Could you extract every line of the material below and reproduce each one word for word?

## START

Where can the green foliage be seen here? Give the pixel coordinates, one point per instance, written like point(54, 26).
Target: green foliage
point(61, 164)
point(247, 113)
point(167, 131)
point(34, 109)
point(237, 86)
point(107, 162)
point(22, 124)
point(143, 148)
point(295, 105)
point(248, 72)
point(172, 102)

## END

RESPONSE FOR THIS EXERCISE:
Where can the green foliage be seen here? Give the pixel coordinates, one point per instance, written like point(54, 26).
Target: green foliage
point(61, 164)
point(247, 113)
point(167, 131)
point(34, 109)
point(237, 86)
point(107, 162)
point(22, 124)
point(143, 148)
point(295, 105)
point(248, 72)
point(172, 102)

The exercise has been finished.